▶ SUPPLIED PASSAGE
The Warren Buffett investment philosophy calls for a long-term investment horizon, where a ten year holding period, or even longer, would fit right into the strategy. How would such a strategy have worked out for an investment into Texas Instruments Inc. (NASD: TXN)? Today, we examine the outcome of a ten year investment into the stock back in 2011.

Start date: 09/15/2011


End date: 09/14/2021
Start price/share: $27.71
End price/share: $195.11
Starting shares: 360.88
Ending shares: 468.98
Dividends reinvested/share: $20.98
Total return: 815.03%
Average annual return: 24.76%
Starting investment: $10,000.00
Ending investment: $91,470.30

The above analysis shows the ten year investment result worked out exceptionally well, with an annualized rate of return of 24.76%. This would have turned a $10K investment made 10 years ago into $91,470.30 today (as of 09/14/2021). On a total return basis, that’s a result of 815.03% (something to think about: how might TXN shares perform over the next 10 years?). [These numbers were computed with the Dividend Channel DRIP Returns Calculator.]

Notice that Texas Instruments Inc. paid investors a total of $20.98/share in dividends over the 10 holding period, marking a second component of the total return beyond share price change alone. Much like watering a tree, reinvesting dividends can help an investment to grow over time — for the above calculations we assume dividend reinvestment (and for this exercise the closing price on ex-date is used for the reinvestment of a given dividend).

▶ DATA ROWS
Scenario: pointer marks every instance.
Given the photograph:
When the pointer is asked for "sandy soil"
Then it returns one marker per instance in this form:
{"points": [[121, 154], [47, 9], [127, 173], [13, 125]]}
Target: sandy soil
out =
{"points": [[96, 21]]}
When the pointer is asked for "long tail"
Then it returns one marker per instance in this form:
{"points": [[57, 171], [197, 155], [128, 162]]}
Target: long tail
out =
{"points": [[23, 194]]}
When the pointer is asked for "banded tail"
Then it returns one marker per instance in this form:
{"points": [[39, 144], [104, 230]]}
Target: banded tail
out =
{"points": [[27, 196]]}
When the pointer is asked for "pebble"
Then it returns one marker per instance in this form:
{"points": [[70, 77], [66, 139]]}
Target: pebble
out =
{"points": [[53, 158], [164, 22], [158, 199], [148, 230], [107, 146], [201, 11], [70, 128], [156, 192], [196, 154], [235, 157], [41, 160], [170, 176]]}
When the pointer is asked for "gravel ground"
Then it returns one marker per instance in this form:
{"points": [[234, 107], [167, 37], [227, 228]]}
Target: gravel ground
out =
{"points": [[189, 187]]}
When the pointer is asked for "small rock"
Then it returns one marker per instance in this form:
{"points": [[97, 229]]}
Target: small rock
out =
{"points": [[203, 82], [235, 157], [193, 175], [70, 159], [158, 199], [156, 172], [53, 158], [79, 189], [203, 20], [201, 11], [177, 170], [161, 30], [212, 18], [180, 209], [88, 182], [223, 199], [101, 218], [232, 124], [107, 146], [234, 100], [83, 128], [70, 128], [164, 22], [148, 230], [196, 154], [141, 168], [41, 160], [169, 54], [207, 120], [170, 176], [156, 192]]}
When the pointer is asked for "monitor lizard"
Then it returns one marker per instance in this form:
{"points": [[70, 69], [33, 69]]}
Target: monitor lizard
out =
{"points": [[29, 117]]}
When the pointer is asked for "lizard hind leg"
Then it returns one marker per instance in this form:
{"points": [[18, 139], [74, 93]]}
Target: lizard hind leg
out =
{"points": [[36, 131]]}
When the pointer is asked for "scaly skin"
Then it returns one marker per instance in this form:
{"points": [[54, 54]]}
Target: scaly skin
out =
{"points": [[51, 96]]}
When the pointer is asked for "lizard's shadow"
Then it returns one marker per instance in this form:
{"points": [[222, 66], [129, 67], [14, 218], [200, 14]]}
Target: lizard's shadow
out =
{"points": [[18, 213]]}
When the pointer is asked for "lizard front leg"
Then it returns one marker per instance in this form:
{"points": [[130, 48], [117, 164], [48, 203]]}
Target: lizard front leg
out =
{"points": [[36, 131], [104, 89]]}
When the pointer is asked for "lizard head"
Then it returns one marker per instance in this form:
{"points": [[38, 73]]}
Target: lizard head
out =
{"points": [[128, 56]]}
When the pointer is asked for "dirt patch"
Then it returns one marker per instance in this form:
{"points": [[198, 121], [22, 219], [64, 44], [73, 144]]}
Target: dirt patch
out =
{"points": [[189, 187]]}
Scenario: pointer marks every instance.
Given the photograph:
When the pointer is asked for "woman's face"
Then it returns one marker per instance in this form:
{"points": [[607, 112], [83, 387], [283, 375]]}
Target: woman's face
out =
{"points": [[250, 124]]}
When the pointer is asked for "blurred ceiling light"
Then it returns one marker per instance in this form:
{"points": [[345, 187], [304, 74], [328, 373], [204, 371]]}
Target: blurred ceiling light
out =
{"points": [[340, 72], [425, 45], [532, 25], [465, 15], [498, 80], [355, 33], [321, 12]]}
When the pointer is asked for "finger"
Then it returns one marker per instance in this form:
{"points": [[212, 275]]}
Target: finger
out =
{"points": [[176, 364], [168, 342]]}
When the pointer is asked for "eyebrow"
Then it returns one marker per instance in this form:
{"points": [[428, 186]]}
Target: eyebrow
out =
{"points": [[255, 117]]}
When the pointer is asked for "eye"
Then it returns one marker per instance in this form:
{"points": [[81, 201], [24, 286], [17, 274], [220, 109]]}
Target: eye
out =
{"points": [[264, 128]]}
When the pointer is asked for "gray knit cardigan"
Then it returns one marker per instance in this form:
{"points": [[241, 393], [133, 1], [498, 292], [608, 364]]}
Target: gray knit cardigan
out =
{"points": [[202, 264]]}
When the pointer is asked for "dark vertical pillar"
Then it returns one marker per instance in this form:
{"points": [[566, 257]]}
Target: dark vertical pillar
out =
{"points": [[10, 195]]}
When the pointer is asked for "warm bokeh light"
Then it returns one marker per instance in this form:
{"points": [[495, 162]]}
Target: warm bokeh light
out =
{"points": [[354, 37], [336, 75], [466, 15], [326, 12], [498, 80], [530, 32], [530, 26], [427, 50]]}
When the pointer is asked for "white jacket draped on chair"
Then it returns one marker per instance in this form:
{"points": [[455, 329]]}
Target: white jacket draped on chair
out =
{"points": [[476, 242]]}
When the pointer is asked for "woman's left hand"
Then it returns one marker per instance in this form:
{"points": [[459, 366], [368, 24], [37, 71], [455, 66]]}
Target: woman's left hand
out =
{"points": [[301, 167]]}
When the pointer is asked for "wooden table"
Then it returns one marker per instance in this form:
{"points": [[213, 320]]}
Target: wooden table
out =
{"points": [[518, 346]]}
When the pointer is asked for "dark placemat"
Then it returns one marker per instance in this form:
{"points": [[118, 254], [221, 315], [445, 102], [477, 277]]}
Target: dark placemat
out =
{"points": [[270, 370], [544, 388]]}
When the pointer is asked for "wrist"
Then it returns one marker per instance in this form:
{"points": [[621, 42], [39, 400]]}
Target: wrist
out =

▶ ACTIONS TO TAKE
A) In the Texas Instruments investment article, what was the start price per share?
B) Reproduce the passage of the Texas Instruments investment article starting with "The Warren Buffett" and going on through "back in 2011.".
The entries come from a separate source, unrelated to the Texas Instruments investment article.

▶ SOLVED PROBLEMS
A) $27.71

B)
The Warren Buffett investment philosophy calls for a long-term investment horizon, where a ten year holding period, or even longer, would fit right into the strategy. How would such a strategy have worked out for an investment into Texas Instruments Inc. (NASD: TXN)? Today, we examine the outcome of a ten year investment into the stock back in 2011.